DATA LISTING section start
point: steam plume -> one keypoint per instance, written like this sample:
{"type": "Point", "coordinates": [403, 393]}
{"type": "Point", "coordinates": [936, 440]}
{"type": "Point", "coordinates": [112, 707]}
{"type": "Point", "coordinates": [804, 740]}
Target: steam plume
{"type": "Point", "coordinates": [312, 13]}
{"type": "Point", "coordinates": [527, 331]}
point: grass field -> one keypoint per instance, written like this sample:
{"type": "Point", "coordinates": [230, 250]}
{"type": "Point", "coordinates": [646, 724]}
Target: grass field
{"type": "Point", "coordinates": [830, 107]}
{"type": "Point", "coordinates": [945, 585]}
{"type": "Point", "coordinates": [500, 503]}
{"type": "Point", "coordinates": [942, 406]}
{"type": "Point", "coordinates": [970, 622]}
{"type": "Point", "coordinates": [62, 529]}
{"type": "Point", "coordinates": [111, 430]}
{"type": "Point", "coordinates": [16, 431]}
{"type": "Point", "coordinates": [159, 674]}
DATA LISTING section end
## [DIRECTIONS FOR THIS TASK]
If a line in the records above holds the string "instance", copy it.

## [ANSWER SECTION]
point: steam plume -> one keypoint per instance, written like this sample:
point: grass field -> one keypoint per instance, written like this sample:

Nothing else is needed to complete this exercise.